What to work on:
Copy out every line of the material below word for word, omitting the pictures.

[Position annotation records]

————

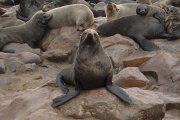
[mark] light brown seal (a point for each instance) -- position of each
(92, 69)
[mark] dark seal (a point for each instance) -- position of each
(30, 32)
(92, 69)
(141, 29)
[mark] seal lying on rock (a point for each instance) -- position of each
(77, 15)
(30, 32)
(151, 11)
(9, 21)
(28, 8)
(139, 28)
(114, 11)
(92, 69)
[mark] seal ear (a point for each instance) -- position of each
(86, 19)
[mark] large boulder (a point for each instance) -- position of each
(96, 104)
(131, 77)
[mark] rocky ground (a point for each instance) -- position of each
(152, 80)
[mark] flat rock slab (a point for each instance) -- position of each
(96, 104)
(131, 77)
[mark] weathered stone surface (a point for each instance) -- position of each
(162, 64)
(6, 79)
(13, 63)
(27, 67)
(172, 115)
(131, 77)
(118, 47)
(138, 58)
(169, 45)
(65, 39)
(56, 55)
(18, 48)
(28, 57)
(6, 55)
(96, 104)
(2, 66)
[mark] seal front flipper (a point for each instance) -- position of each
(61, 83)
(63, 99)
(19, 16)
(146, 44)
(117, 91)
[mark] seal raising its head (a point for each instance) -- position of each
(92, 69)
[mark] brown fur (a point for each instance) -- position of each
(30, 32)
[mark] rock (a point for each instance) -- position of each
(6, 79)
(118, 47)
(131, 77)
(56, 55)
(99, 20)
(13, 63)
(27, 67)
(162, 64)
(65, 39)
(18, 48)
(28, 57)
(2, 66)
(172, 115)
(169, 45)
(96, 104)
(138, 58)
(6, 55)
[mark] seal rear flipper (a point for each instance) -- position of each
(146, 44)
(60, 82)
(65, 98)
(117, 91)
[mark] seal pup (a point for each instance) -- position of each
(9, 21)
(27, 8)
(140, 29)
(9, 2)
(77, 15)
(151, 11)
(92, 69)
(114, 11)
(30, 32)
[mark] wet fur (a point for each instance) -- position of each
(92, 69)
(30, 32)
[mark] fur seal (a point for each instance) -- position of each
(148, 2)
(10, 2)
(60, 3)
(92, 69)
(9, 21)
(160, 3)
(28, 8)
(30, 32)
(114, 11)
(140, 29)
(151, 11)
(77, 15)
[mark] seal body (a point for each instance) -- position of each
(28, 8)
(140, 29)
(92, 69)
(151, 11)
(9, 21)
(30, 32)
(71, 15)
(114, 11)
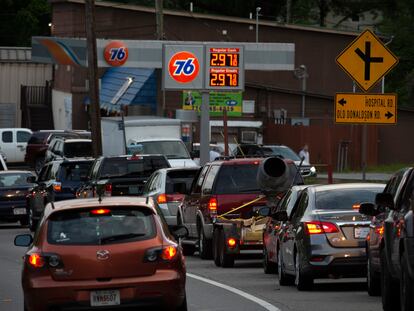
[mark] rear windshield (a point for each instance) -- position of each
(171, 149)
(132, 166)
(78, 149)
(344, 199)
(174, 178)
(73, 171)
(237, 179)
(82, 227)
(38, 138)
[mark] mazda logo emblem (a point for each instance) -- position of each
(102, 255)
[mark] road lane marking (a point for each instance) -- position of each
(236, 291)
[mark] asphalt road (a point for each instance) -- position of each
(243, 288)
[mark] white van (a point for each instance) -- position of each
(13, 142)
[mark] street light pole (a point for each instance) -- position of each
(257, 23)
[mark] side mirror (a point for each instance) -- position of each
(385, 199)
(179, 232)
(31, 179)
(368, 209)
(264, 211)
(180, 187)
(23, 240)
(280, 216)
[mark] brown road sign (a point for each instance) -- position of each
(366, 60)
(366, 108)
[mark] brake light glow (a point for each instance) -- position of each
(231, 242)
(162, 198)
(108, 190)
(169, 252)
(57, 186)
(319, 227)
(101, 211)
(36, 260)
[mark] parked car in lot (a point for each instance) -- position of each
(397, 245)
(223, 190)
(324, 234)
(93, 254)
(58, 180)
(273, 228)
(39, 142)
(65, 148)
(282, 151)
(166, 189)
(121, 175)
(375, 238)
(14, 187)
(13, 143)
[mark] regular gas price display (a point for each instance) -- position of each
(225, 68)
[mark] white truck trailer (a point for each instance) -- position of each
(145, 135)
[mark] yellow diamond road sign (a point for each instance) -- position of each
(366, 60)
(366, 108)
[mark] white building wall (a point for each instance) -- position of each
(62, 109)
(13, 75)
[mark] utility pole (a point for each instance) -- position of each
(159, 19)
(94, 107)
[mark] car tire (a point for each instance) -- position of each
(303, 281)
(216, 247)
(373, 280)
(389, 288)
(38, 164)
(406, 287)
(226, 260)
(283, 278)
(204, 246)
(268, 266)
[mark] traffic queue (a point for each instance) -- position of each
(113, 231)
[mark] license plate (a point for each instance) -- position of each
(105, 298)
(19, 211)
(133, 190)
(361, 232)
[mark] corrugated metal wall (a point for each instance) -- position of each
(12, 76)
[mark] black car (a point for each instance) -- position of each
(58, 180)
(397, 249)
(14, 187)
(121, 175)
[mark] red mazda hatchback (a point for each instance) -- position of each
(113, 253)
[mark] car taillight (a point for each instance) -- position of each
(319, 227)
(108, 190)
(165, 198)
(36, 260)
(166, 253)
(57, 186)
(212, 206)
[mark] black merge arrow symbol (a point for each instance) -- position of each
(389, 115)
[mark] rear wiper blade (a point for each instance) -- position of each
(118, 237)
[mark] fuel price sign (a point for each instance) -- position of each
(224, 68)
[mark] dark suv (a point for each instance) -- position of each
(39, 142)
(65, 148)
(397, 244)
(121, 175)
(58, 180)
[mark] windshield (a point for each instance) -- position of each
(15, 180)
(137, 166)
(345, 199)
(83, 227)
(284, 151)
(233, 179)
(171, 149)
(78, 149)
(73, 171)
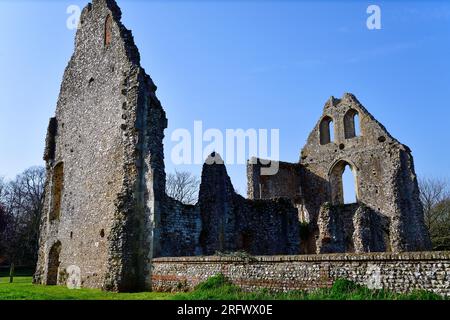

————

Final result:
[mark] light brown seal (a point for each instance) -- position of each
(92, 69)
[mark] dark seal (a point for each instance) -- position of each
(30, 32)
(92, 69)
(141, 29)
[mark] seal lying on rock (a point for each instance) -- position of each
(77, 15)
(30, 32)
(151, 11)
(9, 21)
(28, 8)
(139, 28)
(114, 11)
(92, 69)
[mark] seal ear (a point for each instance) -- position of each
(86, 19)
[mark] large boulder (a point for each instance) -- position of each
(96, 104)
(131, 77)
[mark] rocky ground (a point for each instance) -- position of each
(152, 80)
[mark] flat rock slab (a point for each instance) -- position of each
(96, 104)
(131, 77)
[mark] weathered stone surface (a point for each instance) -- position of each
(162, 64)
(6, 79)
(13, 63)
(27, 67)
(172, 115)
(131, 77)
(118, 47)
(138, 58)
(169, 45)
(65, 39)
(56, 55)
(18, 48)
(28, 57)
(6, 55)
(96, 104)
(2, 66)
[mark] seal front flipper (a point for each instance) -- position of each
(61, 83)
(63, 99)
(19, 16)
(146, 44)
(117, 91)
[mark] seal raising its head (a point for each instance) -- position of each
(92, 69)
[mark] brown fur (a point for each instance) -- position of each
(30, 32)
[mark] rock (a point for each instance) -- position of each
(6, 79)
(118, 47)
(131, 77)
(56, 55)
(99, 20)
(13, 63)
(27, 67)
(162, 64)
(65, 39)
(18, 48)
(28, 57)
(2, 66)
(172, 115)
(169, 45)
(96, 104)
(138, 58)
(6, 55)
[mark] seal rear flipper (a point for each instance) -- position of each
(146, 44)
(60, 82)
(65, 98)
(117, 91)
[mark] seal pup (a point for each instance) -- position of each
(9, 21)
(27, 8)
(140, 29)
(9, 2)
(77, 15)
(151, 11)
(92, 69)
(114, 11)
(30, 32)
[mark] wet fur (a point for each instance) -- position of each
(92, 69)
(30, 32)
[mark] fur seal (a point for each instance) -- position of each
(148, 2)
(10, 2)
(60, 3)
(92, 69)
(9, 21)
(160, 3)
(28, 8)
(30, 32)
(114, 11)
(140, 29)
(151, 11)
(77, 15)
[mark] seal body (a point for each instance) -- position of each
(28, 8)
(140, 29)
(92, 69)
(151, 11)
(9, 21)
(30, 32)
(71, 15)
(114, 11)
[mark] rear windshield (a point for each instance) -- position of each
(171, 149)
(132, 166)
(78, 149)
(344, 199)
(174, 178)
(73, 171)
(237, 179)
(82, 227)
(38, 138)
[mark] mazda logo emblem (a point for each instance) -- position of each
(102, 255)
[mark] road lane marking (a point for each instance) -- position of each
(236, 291)
[mark] asphalt road (a point for each instance) -- position of each
(243, 288)
[mark] white van (a point for each instance) -- position of each
(13, 142)
[mark] street light pole (a point for each instance) -- position of each
(257, 23)
[mark] side mirror (a point for each instance) -- position of each
(385, 199)
(179, 232)
(31, 179)
(368, 209)
(264, 211)
(180, 187)
(23, 240)
(280, 216)
[mark] brown road sign (a point for each instance) -- position of each
(366, 60)
(366, 108)
[mark] brake light glow (a point for each instance) -- position of each
(231, 242)
(162, 198)
(108, 190)
(169, 252)
(57, 186)
(319, 227)
(101, 211)
(36, 260)
[mark] parked car in lot (a point for each instance) -- position of each
(397, 245)
(223, 190)
(324, 234)
(93, 254)
(58, 180)
(273, 228)
(39, 142)
(65, 148)
(282, 151)
(166, 189)
(121, 175)
(375, 238)
(14, 187)
(13, 143)
[mark] regular gas price display (a point for each instance) -- position of each
(225, 68)
[mark] white truck trailer (a point for each instance) -- position of each
(145, 135)
[mark] yellow diamond road sign (a point for each instance) -- position of each
(366, 60)
(366, 108)
[mark] white building wall (a point for each instance) -- position of each
(62, 109)
(13, 75)
[mark] utility pole (a point for each instance) -- position of each
(159, 19)
(94, 107)
[mark] car tire (a point for each instance) -- position of each
(303, 281)
(216, 247)
(373, 280)
(389, 288)
(38, 164)
(406, 287)
(226, 260)
(283, 278)
(204, 246)
(268, 266)
[mark] traffic queue (a point for each instance) -- position of each
(113, 231)
[mark] license plate (a point for each instance) -- position of each
(105, 298)
(19, 211)
(133, 190)
(361, 232)
[mark] corrugated metal wall (a point for each instance) -- position of each
(12, 76)
[mark] black car (a point for each instance) -- position of each
(58, 180)
(397, 249)
(14, 187)
(121, 175)
[mark] red mazda hatchback (a point for each instance) -- position of each
(113, 253)
[mark] car taillight (a point for each instance) -- position of each
(319, 227)
(108, 190)
(165, 198)
(36, 260)
(166, 253)
(57, 186)
(212, 206)
[mark] black merge arrow symbol (a point for each instance) -- position of each
(389, 115)
[mark] rear wiper blade (a point for each instance) -- position of each
(118, 237)
[mark] fuel price sign (a point for each instance) -- position of each
(224, 68)
[mark] dark suv (a point for each instance) -- position of each
(39, 142)
(65, 148)
(397, 244)
(121, 175)
(58, 180)
[mark] windshield (a point for each instance) -- position of each
(15, 180)
(137, 166)
(345, 199)
(83, 227)
(284, 151)
(233, 179)
(171, 149)
(78, 149)
(73, 171)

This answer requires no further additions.